_BRONFRAGMENT_:
Houd uw gezicht, handen, voeten en andere lichaamsdelen uit de buurt van de geluiddemper, andere hete onderdelen van de motor en draaiende onderdelen.
Draai het contactsleuteltje op AAN, start de motor en draai de zeskantige moer van de nok in een van beide richtingen tot de wielen stoppen met draaien.
Draai de borgmoer vast om de afstelling te borgen.
Draai het contactsleuteltje op UIT, verwijder de assteunen en laat de machine neer op de grond.
Maak een proefrit met de machine om er zeker van te zijn dat deze niet kruipt.
Onderhoudsinterval | Onderhoudsprocedure |
---|---|
Om de 800 bedrijfsuren |
|
Draai het stuurwiel zodanig dat de achterwielen recht naar voren wijzen.
Draai de contramoeren aan de uiteinden van de trommel van de tractiestang los (Figuur 48).
Note: Het uiteinde van de trekstang met de groef op de buitenkant heeft een linkse draad.
Draai de trekstang. Gebruik hiervoor de sleutelgleuf.
Meet de afstand bij de voorkant en achterkant van de achterwielen ter hoogte van de as.
Note: De afstand aan de voorkant van de achterwielen mag niet meer dan 6 mm verschillen van die aan de achterkant van de wielen.
Herhaal deze procedure als dit nodig is.
Motorkoelvloeistof inslikken kan vergiftiging veroorzaken; buiten het bereik van kinderen en huisdieren houden.
Als u hete, onder druk staande koelvloeistof over u heen krijgt of in aanraking komt met een hete radiateur of omliggende delen, kunt u ernstige brandwonden oplopen.
Laat de motor altijd minstens 15 minuten afkoelen voordat u de radiateurdop losdraait.
Gebruik een doek als u de radiateurdop verwijdert en draai de dop langzaam open om de stoom te laten ontsnappen.
Gebruik de machine nooit zonder dat de kappen zijn geplaatst.
Houd uw vingers, handen en kleding uit de buurt van draaiende ventilatoren en drijfriemen.
Onderhoudsinterval | Onderhoudsprocedure |
---|---|
Bij elk gebruik of dagelijks |
|
Het koelsysteem bevat een mengsel met een 50/50 verhouding van water en permanente ethyleenglycol-antivries. De inhoud van het koelsysteem is 9,5 liter.

_OPDRACHT 1_:
Geef de alinea in het bronfragment die begint met "Het koelsysteem bevat" beknopter weer en behoud daarbij de belangrijkste gegevens.
_OPDRACHT 2_:
Neem de passage uit het bronfragment letterlijk over, beginnend bij "Maak een proefrit" en eindigend bij "een linkse draad.".

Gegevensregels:

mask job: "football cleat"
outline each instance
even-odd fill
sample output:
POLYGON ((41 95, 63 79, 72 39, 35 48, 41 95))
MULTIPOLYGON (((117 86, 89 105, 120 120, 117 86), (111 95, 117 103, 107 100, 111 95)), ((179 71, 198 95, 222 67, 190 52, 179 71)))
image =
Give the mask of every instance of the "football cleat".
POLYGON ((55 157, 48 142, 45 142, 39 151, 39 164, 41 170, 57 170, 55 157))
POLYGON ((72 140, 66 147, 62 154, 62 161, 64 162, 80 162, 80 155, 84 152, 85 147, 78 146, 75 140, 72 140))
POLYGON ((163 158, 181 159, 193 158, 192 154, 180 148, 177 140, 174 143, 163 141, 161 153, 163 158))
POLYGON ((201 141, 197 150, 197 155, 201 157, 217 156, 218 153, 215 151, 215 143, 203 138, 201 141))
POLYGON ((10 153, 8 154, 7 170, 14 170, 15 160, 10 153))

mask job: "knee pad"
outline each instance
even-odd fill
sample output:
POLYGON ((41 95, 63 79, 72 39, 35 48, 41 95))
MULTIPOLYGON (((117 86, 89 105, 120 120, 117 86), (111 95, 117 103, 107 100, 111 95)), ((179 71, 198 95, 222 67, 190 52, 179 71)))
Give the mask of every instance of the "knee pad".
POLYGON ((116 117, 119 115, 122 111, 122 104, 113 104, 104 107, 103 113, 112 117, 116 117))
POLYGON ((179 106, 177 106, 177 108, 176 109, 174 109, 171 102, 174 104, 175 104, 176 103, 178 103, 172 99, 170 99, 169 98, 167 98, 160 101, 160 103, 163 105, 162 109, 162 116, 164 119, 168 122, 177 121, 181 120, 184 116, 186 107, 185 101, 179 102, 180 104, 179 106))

_ANTWOORD 1_:
Het koelsysteem bevat 9,5 liter van een mengsel van gelijke delen water en permanente ethyleenglycol-antivries.

_ANTWOORD 2_:
Maak een proefrit met de machine om er zeker van te zijn dat deze niet kruipt.
Onderhoudsinterval | Onderhoudsprocedure |
---|---|
Om de 800 bedrijfsuren |
|
Draai het stuurwiel zodanig dat de achterwielen recht naar voren wijzen.
Draai de contramoeren aan de uiteinden van de trommel van de tractiestang los (Figuur 48).
Note: Het uiteinde van de trekstang met de groef op de buitenkant heeft een linkse draad.